### TRECHO DO TEXTO
☆ ☆ ☆ ☆ ☆ ☆ ☆
Carlos Carvalho Cavalheiro.
20.10.2003. 

Sugestão de frase para orelha: “Coube a Bento Palmiro a tarefa de cultor e difusor da cultura caipira sul-paulista”.

NEGRITUDE VELADA: AS IRMANDADES DE NEGROS DE SOROCABA



            Um fato que salta aos olhos, de imediato, ao se debruçar sobre as esparsas – e, por vezes, desencontradas – informações sobre a Irmandade de Nossa Senhora do Rosário (e, posteriormente, de São Benedito também) de Sorocaba é o estado de penúria em que se encontravam os negros a ela associados.
            A Irmandade de Nossa Senhora do Rosário dos Homens Pretos desapareceu em Sorocaba em 1812, sendo insensivelmente substituída, conforme as palavras do historiador Aluísio de Almeida, pela Irmandade de São Benedito, como sociedade religiosa de negros sorocabanos, por volta da década de 1820.
            A levar em consideração as informações disponibilizadas por Aluísio de Almeida, os negros sorocabanos venderam a sua inacabada capela de taipa dedicada a Nossa Senhora do Rosário dos Homens Pretos, por volta de 1770, ao Sarutaiá,[1] ficando sem orago por algum tempo. Ao que tudo indica, esse capitão-mor sabotava a construção dessa igreja, que ficava defronte à sua residência, “atirando certeiras bodocadas aos escravos que construíam as taipas da igreja do Rosário”, antes de propor aos negros a compra do templo em construção.[2] Dom José Carlos de Aguirre, em trabalho publicado em 1927, se reporta às certeiras bodocadas do Capitão-Mór Sarutaiá como “estímulo” ao trabalho dos negros, querendo com isso “vencer a indolência” dos mesmos. Na análise da reprodução, nesse referido trabalho, de uma petição de Salvador de Oliveira Leme (o Sarutaiá) ao Bispo de São Paulo, pode-se verificar o interesse daquele na posse e propriedade da igreja do Rosário que estava sendo construída. Argumentou na petição que pretendia aumentar a devoção das irmandades de homens pretos de Sorocaba, mas estes são “tam miseráveis, e faltos de fé, que se não atrevem a concorrer com coisa algúa por ser pouca, e pequena a esmolla, que tirão para os gastos dos folguedos, que todos annos fazem pelas ruas sendo o da Igreja tam limitado” (AGUIRRE, 1927, p. 09). Ao longo da petição, Sarutaiá argumenta que não irá mais contribuir para que os negros possam ter a sua capela, mas antes, que por ver a negligência destes, propõe que a dita igreja fique ao seu zelo e ao de seus herdeiros, devolvendo aos negros da Irmandade os cinqüenta mil réis com os quais estes iniciaram a construção do templo. Com a petição deferida, Sarutaiá se apossa da igreja e seus herdeiros, na realidade suas netas, darão início posteriormente à construção do Convento de Santa Clara.
☆ ☆ ☆ ☆ ☆ ☆ ☆
### INSTRUÇÕES
#1 Reescreva a parte do texto sobre as irmandades de negros de Sorocaba que começa em "Carlos Carvalho Cavalheiro." e termina em "década de 1820.", trocando "penúria" por "miséria".
#2 De acordo com o texto sobre as irmandades de negros de Sorocaba, responda sim ou não a cada afirmação e cite as palavras do texto que decidem a resposta.
(a) A Irmandade de Nossa Senhora do Rosário dos Homens Pretos desapareceu em Sorocaba em 1812.
(b) Os negros sorocabanos venderam a capela ao Sarutaiá por volta de 1800.
(c) Sarutaiá devolveu aos negros da Irmandade cem mil réis.
#3 Segundo o texto sobre as irmandades de negros de Sorocaba, em que ano foi publicado o trabalho de Dom José Carlos de Aguirre?

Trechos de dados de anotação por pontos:
☆ ☆ ☆ ☆ ☆ ☆ ☆
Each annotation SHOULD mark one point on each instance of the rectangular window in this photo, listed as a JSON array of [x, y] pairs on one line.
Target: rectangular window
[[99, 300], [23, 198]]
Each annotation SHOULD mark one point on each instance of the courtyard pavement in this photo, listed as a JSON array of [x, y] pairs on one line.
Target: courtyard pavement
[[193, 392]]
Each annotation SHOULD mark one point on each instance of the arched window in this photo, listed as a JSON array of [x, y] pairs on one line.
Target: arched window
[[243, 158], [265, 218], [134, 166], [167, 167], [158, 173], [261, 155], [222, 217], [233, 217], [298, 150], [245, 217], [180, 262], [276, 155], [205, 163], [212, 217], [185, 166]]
☆ ☆ ☆ ☆ ☆ ☆ ☆
### RESPOSTAS
#1
Carlos Carvalho Cavalheiro.
20.10.2003. 

Sugestão de frase para orelha: “Coube a Bento Palmiro a tarefa de cultor e difusor da cultura caipira sul-paulista”.

NEGRITUDE VELADA: AS IRMANDADES DE NEGROS DE SOROCABA



            Um fato que salta aos olhos, de imediato, ao se debruçar sobre as esparsas – e, por vezes, desencontradas – informações sobre a Irmandade de Nossa Senhora do Rosário (e, posteriormente, de São Benedito também) de Sorocaba é o estado de miséria em que se encontravam os negros a ela associados.
            A Irmandade de Nossa Senhora do Rosário dos Homens Pretos desapareceu em Sorocaba em 1812, sendo insensivelmente substituída, conforme as palavras do historiador Aluísio de Almeida, pela Irmandade de São Benedito, como sociedade religiosa de negros sorocabanos, por volta da década de 1820.

#2
(a) Sim: "desapareceu em Sorocaba em 1812".
(b) Não: "por volta de 1770, ao Sarutaiá".
(c) Não: "devolvendo aos negros da Irmandade os cinqüenta mil réis".

#3 Em 1927.